====== Source excerpt ======

The Next Weave of the Web?
Tim Berners-Lee, chief architect of the World Wide Web, has a new vision for the Internet called the "Semantic Web"

The next weave of the web?ON CHRISTMAS DAY, 1990, Tim Berners-Lee switched on the world's first website server. Even though he had invented it, the event wasn't particularly momentous for him, mainly because his wife was about to have their first baby. But Berners-Lee had a pretty shrewd idea it had the potential to be far-reaching. For one thing, he had considered forming a start-up and patenting the technology used to create what would become the greatest software innovation of the last decades of the 20th century. But he decided against doing so. Berners-Lee wanted to make the world a richer place, not line his own pockets. So he gave his brainchild to us all instead.

Along with his colleagues in the World Wide Web Consortium (W3C), based at Massachusetts Institute of Technology (MIT), Berners-Lee now plans to give us an even grander gift: A next generation Web that looks set to be the most important software development of this decade and beyond. Berners-Lee regards today's Web as limited. And by 2005, he hopes to begin replacing it with what he calls the "Semantic Web" - a smart network that, amongst other things, will revolutionize our ability to search on the Web.


"[The Semantic Web]
will foster global collaborations among people with diverse cultural perspectives..."

======

Complete the following:
- a) Retype the Semantic Web passage starting with "Along with his" and going on through "on the Web.".
- b) Please write what comes next in the Semantic Web passage, picking up after its final sentence.

====== Data excerpts ======

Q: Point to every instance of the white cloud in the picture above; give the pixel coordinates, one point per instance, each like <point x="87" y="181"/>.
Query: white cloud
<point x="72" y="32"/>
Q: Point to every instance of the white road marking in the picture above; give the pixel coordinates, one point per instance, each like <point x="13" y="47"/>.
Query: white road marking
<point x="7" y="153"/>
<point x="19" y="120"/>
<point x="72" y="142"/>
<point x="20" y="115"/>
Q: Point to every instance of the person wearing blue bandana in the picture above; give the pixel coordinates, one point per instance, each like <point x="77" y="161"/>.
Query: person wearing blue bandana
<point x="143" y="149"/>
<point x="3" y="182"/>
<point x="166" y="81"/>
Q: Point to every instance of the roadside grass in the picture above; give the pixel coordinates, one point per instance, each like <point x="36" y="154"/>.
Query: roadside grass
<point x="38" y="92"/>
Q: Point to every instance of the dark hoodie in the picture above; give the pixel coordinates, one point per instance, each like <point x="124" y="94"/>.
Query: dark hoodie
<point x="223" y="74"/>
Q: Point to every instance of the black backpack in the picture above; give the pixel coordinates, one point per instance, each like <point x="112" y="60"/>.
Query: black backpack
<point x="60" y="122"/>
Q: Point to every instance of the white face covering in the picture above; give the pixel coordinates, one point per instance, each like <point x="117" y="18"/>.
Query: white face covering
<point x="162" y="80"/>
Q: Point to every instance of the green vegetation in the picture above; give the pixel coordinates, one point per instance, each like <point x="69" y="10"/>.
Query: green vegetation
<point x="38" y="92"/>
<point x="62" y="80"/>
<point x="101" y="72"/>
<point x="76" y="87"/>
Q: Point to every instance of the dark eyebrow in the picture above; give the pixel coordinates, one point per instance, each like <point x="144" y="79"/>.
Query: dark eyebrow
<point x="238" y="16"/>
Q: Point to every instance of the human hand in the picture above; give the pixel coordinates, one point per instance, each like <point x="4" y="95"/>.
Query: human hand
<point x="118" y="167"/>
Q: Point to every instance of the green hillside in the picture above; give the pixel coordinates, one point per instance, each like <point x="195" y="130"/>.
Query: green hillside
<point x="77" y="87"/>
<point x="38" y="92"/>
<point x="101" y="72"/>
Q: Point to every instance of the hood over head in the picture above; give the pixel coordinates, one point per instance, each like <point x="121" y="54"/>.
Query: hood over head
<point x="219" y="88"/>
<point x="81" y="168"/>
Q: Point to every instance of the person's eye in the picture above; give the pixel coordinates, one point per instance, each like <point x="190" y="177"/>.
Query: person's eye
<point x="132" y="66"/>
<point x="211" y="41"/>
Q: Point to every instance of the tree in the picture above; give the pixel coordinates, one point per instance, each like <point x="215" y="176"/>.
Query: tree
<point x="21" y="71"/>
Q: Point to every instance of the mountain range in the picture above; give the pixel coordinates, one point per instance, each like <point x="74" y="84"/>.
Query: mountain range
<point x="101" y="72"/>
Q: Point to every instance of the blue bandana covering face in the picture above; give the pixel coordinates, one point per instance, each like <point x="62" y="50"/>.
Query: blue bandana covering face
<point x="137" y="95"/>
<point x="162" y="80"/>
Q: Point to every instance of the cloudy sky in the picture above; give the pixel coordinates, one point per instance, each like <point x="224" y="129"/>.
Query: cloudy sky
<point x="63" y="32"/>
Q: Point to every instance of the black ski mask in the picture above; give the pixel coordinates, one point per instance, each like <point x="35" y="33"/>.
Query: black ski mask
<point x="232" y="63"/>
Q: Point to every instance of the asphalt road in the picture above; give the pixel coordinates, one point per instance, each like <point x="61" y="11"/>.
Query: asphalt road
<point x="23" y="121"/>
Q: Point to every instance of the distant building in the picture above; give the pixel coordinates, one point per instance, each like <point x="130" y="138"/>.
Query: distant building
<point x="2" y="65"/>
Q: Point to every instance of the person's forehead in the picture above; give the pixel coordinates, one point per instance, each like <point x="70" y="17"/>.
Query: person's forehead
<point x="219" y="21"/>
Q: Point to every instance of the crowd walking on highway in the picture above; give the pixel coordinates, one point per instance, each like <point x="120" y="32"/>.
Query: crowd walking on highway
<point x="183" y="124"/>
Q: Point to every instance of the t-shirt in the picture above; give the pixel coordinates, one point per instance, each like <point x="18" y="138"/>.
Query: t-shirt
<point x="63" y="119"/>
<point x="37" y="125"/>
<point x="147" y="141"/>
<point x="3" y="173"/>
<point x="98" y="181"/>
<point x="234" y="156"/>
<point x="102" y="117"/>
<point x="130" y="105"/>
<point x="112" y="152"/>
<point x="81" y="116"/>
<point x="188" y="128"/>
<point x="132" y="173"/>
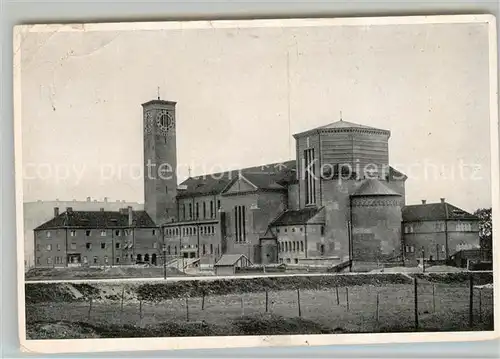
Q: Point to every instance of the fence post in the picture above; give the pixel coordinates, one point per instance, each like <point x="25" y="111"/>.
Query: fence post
<point x="415" y="301"/>
<point x="471" y="301"/>
<point x="480" y="305"/>
<point x="90" y="307"/>
<point x="298" y="301"/>
<point x="347" y="297"/>
<point x="434" y="298"/>
<point x="140" y="313"/>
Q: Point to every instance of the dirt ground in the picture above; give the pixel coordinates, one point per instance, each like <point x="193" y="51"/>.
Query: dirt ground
<point x="441" y="307"/>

======

The responses:
- a)
Along with his colleagues in the World Wide Web Consortium (W3C), based at Massachusetts Institute of Technology (MIT), Berners-Lee now plans to give us an even grander gift: A next generation Web that looks set to be the most important software development of this decade and beyond. Berners-Lee regards today's Web as limited. And by 2005, he hopes to begin replacing it with what he calls the "Semantic Web" - a smart network that, amongst other things, will revolutionize our ability to search on the Web.

- b)
Software messengers
Even with a fairly basic version of this future Web, mining online repositories for specific chunks of knowledge would no longer force people to wade through screen after screen of irrelevant search results. Instead, computers would dispatch intelligent agents, or software messengers, to explore websites by the thousands and sift out only what is relevant, be it a web page or digital object. That in itself would provide a major boost in productivity in the workplace, at study, and at home. But there's a good deal more potential. Software agents could also take on many routine business chores, such as helping manufacturers find and negotiate with lowest-cost parts suppliers and handle help-desk questions.

Lateral thinking
The Semantic Web would also be a boon to creative, lateral modes of thinking. Most inventions and scientific breakthroughs, including today's Web, sprang from novel combinations of existing knowledge. The Semantic Web would make it possible to evaluate more combinations than anyone could dream of in a lifetime.

A lot of scientific research is now interdisciplinary (such as global climate change) which means scientists need to talk to each other. Currently, scientists can post ideas on the Web for others to read. But with machines doing the reading and translating jargon terms, related ideas from millions of Web pages could be distilled and summarized very quickly. That would lift the ability to assess, integrate, and think creatively about information to new heights.

New age of enlightenment?
Berners-Lee believes this will result in a new age of enlightenment. "[The Semantic Web] will help more people become intuitive as well as more analytical," he predicts. "It will foster global collaborations among people with diverse cultural perspectives, so we have a better chance of finding the right solutions to the really big issues - like the environment and climate warming."

In short, he thinks the Semantic Web stands to change the world even more than his original creation did.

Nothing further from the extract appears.